___ Records ___

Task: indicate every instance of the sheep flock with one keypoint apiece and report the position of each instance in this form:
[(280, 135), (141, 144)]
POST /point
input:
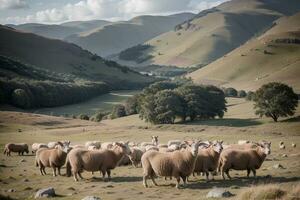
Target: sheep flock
[(178, 159)]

___

The copy you output must match the entries above exactly, except that it has no pictures.

Task: indicate every instance of the sheep flock with one keypoint apiece and report the position of each instance in this form:
[(280, 135), (141, 144)]
POST /point
input:
Target: sheep flock
[(178, 159)]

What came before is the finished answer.